DATA SUPPLIED:
※ ※ ※

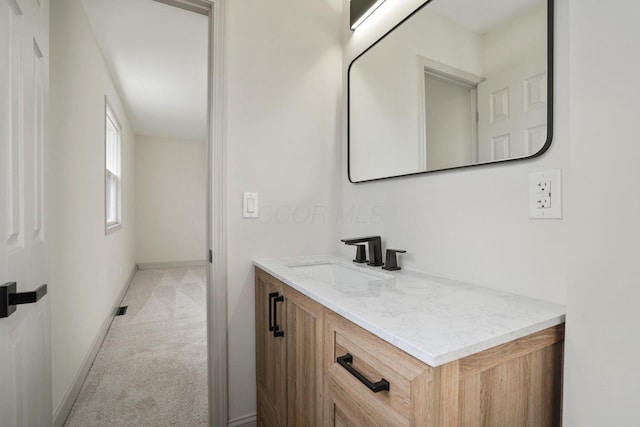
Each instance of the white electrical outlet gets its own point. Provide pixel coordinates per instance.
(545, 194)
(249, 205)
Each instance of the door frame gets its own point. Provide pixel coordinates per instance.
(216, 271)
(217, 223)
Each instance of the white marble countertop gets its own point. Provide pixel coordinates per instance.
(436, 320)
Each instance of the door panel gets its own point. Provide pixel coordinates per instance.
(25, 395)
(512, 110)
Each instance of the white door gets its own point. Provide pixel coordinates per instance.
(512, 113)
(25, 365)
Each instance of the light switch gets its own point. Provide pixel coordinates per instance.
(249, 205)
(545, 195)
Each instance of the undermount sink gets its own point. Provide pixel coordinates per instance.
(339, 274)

※ ※ ※

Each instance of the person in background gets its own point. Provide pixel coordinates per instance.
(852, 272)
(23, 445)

※ ※ ※

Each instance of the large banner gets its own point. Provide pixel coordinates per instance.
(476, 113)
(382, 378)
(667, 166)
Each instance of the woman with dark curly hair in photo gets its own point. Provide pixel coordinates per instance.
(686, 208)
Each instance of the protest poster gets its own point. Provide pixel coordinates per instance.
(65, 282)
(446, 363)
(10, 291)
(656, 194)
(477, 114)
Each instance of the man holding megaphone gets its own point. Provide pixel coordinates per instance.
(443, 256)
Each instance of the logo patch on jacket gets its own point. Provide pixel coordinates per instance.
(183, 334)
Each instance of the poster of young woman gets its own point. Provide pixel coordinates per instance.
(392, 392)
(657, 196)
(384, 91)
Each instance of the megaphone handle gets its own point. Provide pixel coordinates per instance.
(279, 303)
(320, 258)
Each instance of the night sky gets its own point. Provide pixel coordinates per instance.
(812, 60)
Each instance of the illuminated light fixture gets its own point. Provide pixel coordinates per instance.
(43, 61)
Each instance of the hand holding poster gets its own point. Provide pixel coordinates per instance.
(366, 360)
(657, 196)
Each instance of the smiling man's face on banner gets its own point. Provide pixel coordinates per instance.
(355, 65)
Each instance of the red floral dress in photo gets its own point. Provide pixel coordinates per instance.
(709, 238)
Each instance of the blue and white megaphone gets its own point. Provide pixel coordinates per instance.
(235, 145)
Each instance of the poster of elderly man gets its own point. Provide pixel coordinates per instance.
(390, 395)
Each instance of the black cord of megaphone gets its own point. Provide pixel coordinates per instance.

※ ※ ※

WHAT THE TASK REQUIRES: Write out the records again, everything from the line containing "Each instance of the poster of elderly" down to the line containing "Each instance of the black", swapping "megaphone" for "loudspeaker" and leaving the rest unchanged.

TASK OUTPUT:
Each instance of the poster of elderly man gets its own point. Provide pixel coordinates per instance.
(390, 395)
Each instance of the black cord of loudspeaker gets its own point. Provide pixel coordinates per instance.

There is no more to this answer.